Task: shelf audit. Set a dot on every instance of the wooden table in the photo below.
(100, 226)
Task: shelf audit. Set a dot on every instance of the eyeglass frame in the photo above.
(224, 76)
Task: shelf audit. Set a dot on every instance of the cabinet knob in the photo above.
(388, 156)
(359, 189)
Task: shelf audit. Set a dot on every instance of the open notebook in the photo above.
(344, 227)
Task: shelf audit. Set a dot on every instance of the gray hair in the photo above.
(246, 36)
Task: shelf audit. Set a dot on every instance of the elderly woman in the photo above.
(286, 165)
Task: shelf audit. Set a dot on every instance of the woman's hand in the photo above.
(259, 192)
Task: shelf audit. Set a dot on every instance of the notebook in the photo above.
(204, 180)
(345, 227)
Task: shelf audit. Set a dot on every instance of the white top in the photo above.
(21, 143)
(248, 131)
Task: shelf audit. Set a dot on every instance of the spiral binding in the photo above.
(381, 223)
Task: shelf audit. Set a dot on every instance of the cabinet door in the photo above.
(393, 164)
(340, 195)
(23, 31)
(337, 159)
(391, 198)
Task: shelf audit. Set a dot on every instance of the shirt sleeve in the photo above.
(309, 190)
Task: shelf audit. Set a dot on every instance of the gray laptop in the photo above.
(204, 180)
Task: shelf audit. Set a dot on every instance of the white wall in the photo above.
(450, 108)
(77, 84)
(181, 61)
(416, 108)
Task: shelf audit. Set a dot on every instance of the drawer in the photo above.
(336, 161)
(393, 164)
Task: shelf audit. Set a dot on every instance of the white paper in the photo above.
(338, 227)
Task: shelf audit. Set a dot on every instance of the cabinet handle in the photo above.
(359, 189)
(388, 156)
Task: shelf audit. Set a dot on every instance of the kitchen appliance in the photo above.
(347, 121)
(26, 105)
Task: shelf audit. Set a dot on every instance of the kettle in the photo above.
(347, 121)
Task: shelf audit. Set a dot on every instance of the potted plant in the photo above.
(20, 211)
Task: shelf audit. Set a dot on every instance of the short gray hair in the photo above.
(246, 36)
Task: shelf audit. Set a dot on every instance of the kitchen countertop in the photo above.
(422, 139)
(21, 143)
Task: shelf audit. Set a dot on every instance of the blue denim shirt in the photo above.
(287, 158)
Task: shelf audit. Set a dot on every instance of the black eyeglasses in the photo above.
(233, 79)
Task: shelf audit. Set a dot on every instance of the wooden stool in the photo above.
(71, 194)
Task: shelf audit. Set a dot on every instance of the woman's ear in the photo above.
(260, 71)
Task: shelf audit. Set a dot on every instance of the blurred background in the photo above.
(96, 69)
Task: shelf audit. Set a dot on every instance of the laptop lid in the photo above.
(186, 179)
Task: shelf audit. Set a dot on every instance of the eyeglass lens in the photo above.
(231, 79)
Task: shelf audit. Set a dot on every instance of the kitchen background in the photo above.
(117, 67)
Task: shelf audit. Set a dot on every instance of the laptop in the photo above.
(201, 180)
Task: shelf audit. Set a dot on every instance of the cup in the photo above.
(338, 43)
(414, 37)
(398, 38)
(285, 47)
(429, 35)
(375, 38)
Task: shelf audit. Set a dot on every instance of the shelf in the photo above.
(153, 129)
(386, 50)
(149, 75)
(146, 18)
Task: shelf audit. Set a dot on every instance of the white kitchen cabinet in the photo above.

***

> _Task objective_: Output verbatim every line of the records, starting at the line containing "eyeglasses in the photo above." and ending at the last line of the records, both included.

> _The output_:
Task: shelf audit. Set a dot on every instance of the black eyeglasses in the photo above.
(233, 79)
Task: shelf audit. Set a dot on every instance of the wooden stool in the photo above.
(71, 194)
Task: shelf audit. Set a dot on every instance of the woman's ear in the photo above.
(260, 71)
Task: shelf audit. Set a dot on every instance of the blurred background in the photo above.
(96, 69)
Task: shelf audit. Set a dot on every instance of the laptop lid in the photo above.
(186, 179)
Task: shelf audit. Set a dot on every instance of the eyeglass lens in the photo above.
(231, 79)
Task: shelf audit. Set a dot on every instance of the kitchen background in the photo above.
(117, 67)
Task: shelf audit. Set a dot on every instance of the laptop in the photo above.
(201, 180)
Task: shelf audit. Set a dot on every instance of the cup in the photo above.
(338, 43)
(414, 37)
(398, 38)
(285, 47)
(429, 35)
(375, 38)
Task: shelf audit. Set a dot on every instance of the shelf in the photo above.
(153, 129)
(386, 50)
(149, 75)
(146, 18)
Task: shelf audit. Set a dot on every instance of the white kitchen cabinet in the photo above.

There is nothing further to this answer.